XPO sees improvement in February, tonnage still down y/y
Less-than-truckload carrier XPO’s February tonnage decline isn’t as bad as the headline result suggests. The post XPO sees improvement in February, tonnage still down y/y appeared first on FreightWaves.

At first blush, XPO’s February update showed volumes fell at the same pace as they did in January. However, the carrier was facing a more formidable comp in the recent month, suggesting the falloff was less severe.
The Greenwich, Connecticut-based LTL carrier announced Tuesday after the market closed that tonnage was down 8.1% year over year in February following an 8.5% decline in January. The February result was the combination of a 6.2% decline in shipments and a 2% decline in weight per shipment.
However, January was comping to a 1.1% decline from a year ago whereas February was up against a positive-3.5% comp.
There’s little doubt that demand across the less-than-truckload space remains tepid but XPO’s two-year-stacked comps are improving. Tonnage was down 4.6% in February after a cycle-low 9.6% decline in January. The current guide implies further improvement to the two-year-stacked result in March.

XPO’s (NYSE: XPO) tonnage for the first two months of the year was in line with management’s guidance for a mid-single-digit-plus y/y decline in the first quarter (roughly flat sequentially).
The company is actively changing a portion of its freight mix to include more volume from local accounts, which have better margins, and more shipments that incur accessorial charges. The increased selectivity presents a headwind to volumes but should continue to deliver improved margins.
The start of 2025 hasn’t been easy as severe winter storms across the southern and eastern U.S. resulted in increased service interruptions across carrier networks. XPO previously said abnormally harsh weather was a 3-point drag on its January tonnage result.
Also, the manufacturing complex, which can account for two-thirds of total freight for some carriers, remains tepid but improving.

━━━

- To be done
• 1. From the XPO article, copy the stretch from "XPO’s (NYSE: XPO)" through "deliver improved margins.", putting "regional accounts" in place of "local accounts".
• 2. Answer these questions from the XPO article:
(a) By what percentage did XPO's shipments decline in February?
(b) In what city is XPO based?
(c) How large a drag on XPO's January tonnage did the company attribute to harsh weather?
The items that come after this article aren't needed for what is asked here.

- Record excerpts

━━━

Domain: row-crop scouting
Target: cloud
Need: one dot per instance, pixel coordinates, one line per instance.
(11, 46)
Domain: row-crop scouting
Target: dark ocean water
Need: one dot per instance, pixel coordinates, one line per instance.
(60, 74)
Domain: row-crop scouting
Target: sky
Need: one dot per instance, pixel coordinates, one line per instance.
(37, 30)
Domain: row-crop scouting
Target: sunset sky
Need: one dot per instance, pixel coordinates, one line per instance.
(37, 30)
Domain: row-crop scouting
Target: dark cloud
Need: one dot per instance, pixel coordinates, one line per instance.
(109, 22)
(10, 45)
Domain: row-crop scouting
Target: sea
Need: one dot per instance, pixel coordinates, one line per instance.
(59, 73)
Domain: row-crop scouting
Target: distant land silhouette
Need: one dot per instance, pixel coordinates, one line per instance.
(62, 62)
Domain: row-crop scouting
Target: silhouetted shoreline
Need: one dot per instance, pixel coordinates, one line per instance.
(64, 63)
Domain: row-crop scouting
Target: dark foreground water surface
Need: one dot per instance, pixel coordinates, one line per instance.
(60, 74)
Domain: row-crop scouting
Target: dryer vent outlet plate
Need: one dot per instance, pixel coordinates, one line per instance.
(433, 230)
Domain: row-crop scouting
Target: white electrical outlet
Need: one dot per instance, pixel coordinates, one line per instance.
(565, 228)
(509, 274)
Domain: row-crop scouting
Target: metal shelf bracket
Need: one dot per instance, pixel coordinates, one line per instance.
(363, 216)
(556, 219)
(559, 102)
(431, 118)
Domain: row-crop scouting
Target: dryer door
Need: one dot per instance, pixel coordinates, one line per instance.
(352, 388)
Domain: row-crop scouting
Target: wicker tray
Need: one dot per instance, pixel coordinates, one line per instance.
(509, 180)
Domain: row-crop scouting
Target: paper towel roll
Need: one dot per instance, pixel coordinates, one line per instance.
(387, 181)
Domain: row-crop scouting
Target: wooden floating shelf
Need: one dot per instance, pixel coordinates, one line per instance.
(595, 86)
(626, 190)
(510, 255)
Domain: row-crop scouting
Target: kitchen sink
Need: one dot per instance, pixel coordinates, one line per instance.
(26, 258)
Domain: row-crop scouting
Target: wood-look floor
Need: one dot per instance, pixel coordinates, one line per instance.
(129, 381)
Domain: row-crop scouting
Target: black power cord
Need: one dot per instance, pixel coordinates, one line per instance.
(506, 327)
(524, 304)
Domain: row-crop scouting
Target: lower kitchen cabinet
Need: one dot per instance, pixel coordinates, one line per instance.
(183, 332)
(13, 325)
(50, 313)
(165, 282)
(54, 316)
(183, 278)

━━━

- Answers for the exercise
• 1.
XPO’s (NYSE: XPO) tonnage for the first two months of the year was in line with management’s guidance for a mid-single-digit-plus y/y decline in the first quarter (roughly flat sequentially).
The company is actively changing a portion of its freight mix to include more volume from regional accounts, which have better margins, and more shipments that incur accessorial charges. The increased selectivity presents a headwind to volumes but should continue to deliver improved margins.

• 2.
(a) 6.2%
(b) Greenwich, Connecticut
(c) 3 points